AIM OF THE EXERCISE: Please convert the entries into a two-column CSV headed instruction and points, covering only the part that opens with the line containing "the white arrow" and closes with the line containing "(1126, 787)". Give one row per entry, with its text and its answer each in a single quoted field and any line breaks replaced by spaces.

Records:

::::::

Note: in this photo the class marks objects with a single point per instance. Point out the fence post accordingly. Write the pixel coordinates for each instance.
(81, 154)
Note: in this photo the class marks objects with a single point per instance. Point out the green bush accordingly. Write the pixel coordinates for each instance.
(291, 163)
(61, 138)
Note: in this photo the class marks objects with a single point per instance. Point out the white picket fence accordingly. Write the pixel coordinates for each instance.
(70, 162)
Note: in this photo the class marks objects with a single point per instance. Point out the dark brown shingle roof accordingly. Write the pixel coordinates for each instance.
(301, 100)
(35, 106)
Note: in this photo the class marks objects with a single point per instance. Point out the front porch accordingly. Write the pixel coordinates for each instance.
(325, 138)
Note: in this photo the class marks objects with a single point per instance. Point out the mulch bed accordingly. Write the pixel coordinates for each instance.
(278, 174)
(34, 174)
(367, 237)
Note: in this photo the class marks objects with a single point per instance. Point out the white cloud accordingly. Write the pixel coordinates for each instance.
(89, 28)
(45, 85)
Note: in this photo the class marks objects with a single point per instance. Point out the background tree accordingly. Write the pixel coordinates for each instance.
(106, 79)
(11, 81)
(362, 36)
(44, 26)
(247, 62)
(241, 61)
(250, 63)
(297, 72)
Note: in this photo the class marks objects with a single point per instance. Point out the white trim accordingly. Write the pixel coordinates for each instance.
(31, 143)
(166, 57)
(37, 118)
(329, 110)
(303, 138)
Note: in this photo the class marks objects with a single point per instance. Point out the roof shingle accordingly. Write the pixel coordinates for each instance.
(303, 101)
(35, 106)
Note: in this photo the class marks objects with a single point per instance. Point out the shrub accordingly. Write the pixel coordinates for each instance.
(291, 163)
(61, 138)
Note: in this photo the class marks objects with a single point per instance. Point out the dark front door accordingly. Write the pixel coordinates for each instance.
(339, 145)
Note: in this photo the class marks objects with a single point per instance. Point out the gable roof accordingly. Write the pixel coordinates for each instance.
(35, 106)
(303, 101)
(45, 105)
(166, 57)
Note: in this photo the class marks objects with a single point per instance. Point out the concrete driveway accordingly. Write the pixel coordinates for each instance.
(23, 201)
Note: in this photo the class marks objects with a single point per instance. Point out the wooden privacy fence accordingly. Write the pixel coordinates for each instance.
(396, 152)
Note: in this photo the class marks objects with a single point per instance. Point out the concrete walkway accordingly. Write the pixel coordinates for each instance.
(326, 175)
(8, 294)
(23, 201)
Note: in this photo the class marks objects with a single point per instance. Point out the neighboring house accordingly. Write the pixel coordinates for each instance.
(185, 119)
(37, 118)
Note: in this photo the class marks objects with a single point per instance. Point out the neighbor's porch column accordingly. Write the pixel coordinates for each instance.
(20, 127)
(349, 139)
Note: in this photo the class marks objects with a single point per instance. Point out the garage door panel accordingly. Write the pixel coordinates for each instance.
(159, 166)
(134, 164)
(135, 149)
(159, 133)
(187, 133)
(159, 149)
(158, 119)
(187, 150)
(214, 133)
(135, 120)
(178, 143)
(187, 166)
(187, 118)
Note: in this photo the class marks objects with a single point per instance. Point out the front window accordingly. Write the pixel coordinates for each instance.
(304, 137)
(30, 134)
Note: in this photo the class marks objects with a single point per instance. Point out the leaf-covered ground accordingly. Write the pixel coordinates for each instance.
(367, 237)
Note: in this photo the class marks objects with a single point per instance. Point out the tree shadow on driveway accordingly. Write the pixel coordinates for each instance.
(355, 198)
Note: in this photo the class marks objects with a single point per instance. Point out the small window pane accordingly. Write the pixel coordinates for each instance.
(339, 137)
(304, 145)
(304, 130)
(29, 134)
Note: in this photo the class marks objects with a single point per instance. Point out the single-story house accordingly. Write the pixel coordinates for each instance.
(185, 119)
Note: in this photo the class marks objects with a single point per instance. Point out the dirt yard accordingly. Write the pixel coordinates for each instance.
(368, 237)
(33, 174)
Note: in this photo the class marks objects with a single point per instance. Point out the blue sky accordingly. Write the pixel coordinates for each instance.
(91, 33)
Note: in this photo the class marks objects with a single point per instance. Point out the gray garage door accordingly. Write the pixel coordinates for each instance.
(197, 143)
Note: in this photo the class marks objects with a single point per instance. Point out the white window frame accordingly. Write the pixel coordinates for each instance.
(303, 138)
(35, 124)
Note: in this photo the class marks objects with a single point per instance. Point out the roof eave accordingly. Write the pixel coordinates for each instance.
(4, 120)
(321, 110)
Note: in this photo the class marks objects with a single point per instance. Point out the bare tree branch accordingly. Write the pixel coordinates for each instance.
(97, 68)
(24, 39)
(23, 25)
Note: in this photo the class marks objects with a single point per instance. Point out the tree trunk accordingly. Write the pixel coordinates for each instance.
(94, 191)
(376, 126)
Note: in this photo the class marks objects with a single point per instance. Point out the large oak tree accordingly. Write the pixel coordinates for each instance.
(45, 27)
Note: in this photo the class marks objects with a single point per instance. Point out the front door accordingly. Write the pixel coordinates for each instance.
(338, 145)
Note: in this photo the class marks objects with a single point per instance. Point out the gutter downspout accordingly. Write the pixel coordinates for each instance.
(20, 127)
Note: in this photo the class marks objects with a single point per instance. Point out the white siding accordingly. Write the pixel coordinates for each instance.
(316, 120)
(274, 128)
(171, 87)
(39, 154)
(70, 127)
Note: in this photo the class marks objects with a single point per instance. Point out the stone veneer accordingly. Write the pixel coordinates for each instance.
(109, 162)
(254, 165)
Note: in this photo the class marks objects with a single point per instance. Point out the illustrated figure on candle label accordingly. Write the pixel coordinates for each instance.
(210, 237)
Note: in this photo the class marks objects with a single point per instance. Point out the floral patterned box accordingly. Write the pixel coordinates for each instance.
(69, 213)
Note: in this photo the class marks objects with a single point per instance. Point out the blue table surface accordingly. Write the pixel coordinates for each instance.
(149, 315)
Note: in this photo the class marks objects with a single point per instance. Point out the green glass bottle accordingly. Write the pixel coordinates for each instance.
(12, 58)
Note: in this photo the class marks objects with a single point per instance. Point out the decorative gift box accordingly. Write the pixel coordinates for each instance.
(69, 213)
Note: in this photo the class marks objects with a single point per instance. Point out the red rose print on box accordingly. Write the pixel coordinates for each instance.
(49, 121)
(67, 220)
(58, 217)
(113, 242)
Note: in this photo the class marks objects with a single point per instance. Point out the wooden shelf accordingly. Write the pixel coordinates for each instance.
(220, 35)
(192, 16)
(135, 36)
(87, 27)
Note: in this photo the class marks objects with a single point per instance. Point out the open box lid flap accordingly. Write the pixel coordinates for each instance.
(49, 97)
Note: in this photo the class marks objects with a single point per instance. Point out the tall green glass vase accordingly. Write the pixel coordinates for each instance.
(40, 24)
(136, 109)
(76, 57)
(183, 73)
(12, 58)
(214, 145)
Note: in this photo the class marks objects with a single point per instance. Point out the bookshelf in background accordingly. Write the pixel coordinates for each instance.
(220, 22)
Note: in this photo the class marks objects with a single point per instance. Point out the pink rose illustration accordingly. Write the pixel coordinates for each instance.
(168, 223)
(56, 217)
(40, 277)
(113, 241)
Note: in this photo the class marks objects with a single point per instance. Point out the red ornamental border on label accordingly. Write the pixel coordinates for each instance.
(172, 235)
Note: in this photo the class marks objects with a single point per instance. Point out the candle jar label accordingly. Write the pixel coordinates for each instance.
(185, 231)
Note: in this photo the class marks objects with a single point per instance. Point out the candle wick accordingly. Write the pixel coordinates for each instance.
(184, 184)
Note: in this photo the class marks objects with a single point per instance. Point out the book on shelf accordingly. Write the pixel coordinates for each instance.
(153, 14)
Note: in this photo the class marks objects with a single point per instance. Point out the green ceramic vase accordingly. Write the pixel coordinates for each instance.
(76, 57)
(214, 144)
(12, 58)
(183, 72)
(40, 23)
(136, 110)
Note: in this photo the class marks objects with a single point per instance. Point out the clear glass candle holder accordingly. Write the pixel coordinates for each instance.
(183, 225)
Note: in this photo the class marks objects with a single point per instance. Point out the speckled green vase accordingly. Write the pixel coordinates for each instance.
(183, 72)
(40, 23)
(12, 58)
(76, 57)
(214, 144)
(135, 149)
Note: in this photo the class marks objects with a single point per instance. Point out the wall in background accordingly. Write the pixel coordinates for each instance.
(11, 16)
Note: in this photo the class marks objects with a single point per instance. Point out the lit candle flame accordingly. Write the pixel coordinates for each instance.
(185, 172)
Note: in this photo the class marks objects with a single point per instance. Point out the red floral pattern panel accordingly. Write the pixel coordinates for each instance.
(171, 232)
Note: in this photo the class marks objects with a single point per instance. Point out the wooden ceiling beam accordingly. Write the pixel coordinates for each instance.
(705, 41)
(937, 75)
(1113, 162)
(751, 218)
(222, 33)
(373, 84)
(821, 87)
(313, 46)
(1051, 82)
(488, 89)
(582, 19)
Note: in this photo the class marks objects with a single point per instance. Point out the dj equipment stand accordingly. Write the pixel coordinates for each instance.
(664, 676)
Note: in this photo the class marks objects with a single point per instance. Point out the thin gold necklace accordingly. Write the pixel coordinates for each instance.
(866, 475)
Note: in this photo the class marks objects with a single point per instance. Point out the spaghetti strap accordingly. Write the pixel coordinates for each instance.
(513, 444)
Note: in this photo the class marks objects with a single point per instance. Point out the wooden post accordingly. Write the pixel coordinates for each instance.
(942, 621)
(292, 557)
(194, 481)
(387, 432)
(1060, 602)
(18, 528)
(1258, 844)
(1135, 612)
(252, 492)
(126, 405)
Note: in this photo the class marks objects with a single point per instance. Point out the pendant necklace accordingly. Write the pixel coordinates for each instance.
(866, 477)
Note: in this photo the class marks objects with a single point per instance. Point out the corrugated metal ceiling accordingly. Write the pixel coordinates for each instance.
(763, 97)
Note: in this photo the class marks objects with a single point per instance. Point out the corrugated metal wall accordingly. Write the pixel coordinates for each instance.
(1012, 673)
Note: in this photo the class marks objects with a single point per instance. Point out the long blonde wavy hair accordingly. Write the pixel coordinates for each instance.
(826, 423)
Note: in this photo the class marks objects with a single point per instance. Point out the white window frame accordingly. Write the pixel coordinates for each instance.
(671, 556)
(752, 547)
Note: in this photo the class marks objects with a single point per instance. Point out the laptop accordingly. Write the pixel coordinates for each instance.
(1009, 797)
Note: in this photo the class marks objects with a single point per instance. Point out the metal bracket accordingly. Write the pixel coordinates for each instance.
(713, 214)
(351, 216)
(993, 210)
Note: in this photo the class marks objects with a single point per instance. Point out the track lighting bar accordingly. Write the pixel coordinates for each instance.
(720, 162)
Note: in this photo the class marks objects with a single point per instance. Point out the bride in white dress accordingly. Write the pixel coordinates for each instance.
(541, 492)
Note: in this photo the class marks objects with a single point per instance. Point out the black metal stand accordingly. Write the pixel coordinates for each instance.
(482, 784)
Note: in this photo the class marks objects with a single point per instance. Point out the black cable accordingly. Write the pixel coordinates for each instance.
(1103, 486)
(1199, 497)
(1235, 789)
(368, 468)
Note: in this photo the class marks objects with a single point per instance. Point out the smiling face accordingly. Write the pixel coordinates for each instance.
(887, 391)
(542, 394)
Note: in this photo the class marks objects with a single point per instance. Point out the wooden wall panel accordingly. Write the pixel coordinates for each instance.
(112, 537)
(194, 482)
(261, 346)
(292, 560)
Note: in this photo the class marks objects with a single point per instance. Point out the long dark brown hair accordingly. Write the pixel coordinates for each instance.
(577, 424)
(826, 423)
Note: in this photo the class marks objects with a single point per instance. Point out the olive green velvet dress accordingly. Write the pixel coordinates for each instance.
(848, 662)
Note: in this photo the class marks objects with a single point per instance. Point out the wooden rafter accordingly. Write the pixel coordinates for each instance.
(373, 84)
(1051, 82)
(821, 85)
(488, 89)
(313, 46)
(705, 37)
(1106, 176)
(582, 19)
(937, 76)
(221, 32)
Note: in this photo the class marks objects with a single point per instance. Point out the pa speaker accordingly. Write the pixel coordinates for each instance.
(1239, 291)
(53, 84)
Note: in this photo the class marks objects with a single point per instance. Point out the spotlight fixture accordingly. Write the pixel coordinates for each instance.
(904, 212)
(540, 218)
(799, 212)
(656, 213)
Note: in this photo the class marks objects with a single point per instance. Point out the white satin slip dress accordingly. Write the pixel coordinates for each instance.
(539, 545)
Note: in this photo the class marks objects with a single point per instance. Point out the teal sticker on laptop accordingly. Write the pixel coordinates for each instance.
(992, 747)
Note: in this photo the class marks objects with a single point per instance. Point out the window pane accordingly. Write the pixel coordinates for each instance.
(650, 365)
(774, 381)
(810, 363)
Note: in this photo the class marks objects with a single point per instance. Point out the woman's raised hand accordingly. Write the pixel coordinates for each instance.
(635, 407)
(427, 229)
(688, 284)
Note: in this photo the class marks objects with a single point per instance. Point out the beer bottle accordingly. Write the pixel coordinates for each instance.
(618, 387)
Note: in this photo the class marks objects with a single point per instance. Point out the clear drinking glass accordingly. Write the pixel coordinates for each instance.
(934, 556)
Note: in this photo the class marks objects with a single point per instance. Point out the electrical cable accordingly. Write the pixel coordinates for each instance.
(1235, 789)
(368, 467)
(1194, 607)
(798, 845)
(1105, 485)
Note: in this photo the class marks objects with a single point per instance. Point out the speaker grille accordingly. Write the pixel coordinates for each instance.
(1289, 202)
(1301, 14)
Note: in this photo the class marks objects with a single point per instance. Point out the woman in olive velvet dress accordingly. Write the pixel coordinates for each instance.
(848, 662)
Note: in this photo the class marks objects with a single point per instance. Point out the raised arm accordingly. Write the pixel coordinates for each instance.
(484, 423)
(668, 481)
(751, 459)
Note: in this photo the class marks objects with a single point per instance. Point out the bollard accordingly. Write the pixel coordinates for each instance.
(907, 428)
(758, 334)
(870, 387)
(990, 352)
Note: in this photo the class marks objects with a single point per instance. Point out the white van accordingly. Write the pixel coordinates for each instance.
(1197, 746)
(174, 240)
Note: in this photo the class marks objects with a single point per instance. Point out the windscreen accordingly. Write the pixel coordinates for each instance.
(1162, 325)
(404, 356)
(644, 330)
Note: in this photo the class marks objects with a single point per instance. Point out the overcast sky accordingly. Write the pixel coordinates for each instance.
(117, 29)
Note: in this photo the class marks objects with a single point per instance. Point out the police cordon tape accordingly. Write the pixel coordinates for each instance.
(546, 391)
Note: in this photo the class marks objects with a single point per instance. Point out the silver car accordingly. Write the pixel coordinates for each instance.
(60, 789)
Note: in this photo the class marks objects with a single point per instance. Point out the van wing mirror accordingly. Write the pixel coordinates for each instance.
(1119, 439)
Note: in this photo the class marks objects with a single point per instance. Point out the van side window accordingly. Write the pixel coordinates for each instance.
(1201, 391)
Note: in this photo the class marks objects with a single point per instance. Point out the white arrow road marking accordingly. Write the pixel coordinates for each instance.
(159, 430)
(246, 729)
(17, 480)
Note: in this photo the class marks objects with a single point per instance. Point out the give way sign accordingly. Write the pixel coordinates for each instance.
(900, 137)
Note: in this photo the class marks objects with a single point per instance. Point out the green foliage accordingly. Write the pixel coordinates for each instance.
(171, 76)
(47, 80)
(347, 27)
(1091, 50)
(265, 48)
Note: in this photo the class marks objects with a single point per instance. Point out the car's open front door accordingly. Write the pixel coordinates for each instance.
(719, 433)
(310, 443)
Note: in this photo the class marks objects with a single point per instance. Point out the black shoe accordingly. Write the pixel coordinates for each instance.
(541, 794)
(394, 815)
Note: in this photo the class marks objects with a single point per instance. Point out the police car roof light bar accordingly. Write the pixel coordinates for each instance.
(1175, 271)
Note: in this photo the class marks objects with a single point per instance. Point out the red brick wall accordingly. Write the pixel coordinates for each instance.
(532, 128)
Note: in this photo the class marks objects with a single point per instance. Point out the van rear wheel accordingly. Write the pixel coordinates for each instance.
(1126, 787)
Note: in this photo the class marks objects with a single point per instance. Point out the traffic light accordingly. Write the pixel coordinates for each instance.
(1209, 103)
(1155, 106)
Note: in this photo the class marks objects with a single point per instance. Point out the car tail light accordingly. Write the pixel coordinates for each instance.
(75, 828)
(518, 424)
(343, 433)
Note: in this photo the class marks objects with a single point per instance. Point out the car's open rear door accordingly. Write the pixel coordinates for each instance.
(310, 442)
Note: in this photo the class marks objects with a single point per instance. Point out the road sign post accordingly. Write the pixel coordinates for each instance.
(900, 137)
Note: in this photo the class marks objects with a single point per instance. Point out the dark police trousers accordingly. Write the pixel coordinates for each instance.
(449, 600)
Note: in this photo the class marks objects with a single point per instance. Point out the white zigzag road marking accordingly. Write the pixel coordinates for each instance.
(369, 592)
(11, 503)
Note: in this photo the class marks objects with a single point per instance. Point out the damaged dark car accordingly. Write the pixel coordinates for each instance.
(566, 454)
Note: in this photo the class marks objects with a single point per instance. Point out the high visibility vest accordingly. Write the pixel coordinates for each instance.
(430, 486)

::::::

FINISHED EXERCISE:
instruction,points
"Note: in this photo the class marks objects with a single point per instance. Point out the white arrow road marking accordingly. Write the pixel coordinates for each instance.","(159, 430) (246, 729) (17, 480)"
"Note: in this photo the class marks objects with a single point per instance. Point out the give way sign accordingly. Write the pixel coordinates for each instance.","(900, 137)"
"Note: in this photo the class marks objects with a single point per instance. Point out the green foliage accordingly. Write the pixel coordinates for each instance.","(171, 76) (47, 80) (347, 27) (1091, 50) (265, 48)"
"Note: in this photo the class marks objects with a single point per instance. Point out the car's open front door accordingly. Write the pixel coordinates for each instance.","(719, 433) (310, 443)"
"Note: in this photo the class marks objects with a single point per instance. Point out the black shoe accordingly. Write the pixel coordinates for each instance.","(541, 794) (394, 815)"
"Note: in this photo the class marks objects with a single point per instance. Point out the police car roof light bar accordingly. Write the pixel coordinates for each instance.","(1175, 271)"
"Note: in this photo the class marks objects with a single point per instance. Point out the red brick wall accordingly. Write the pixel coordinates for each instance.","(532, 128)"
"Note: in this photo the class marks objects with a single point per instance. Point out the van rear wheel accordingly. Write the pixel coordinates for each instance.","(1126, 787)"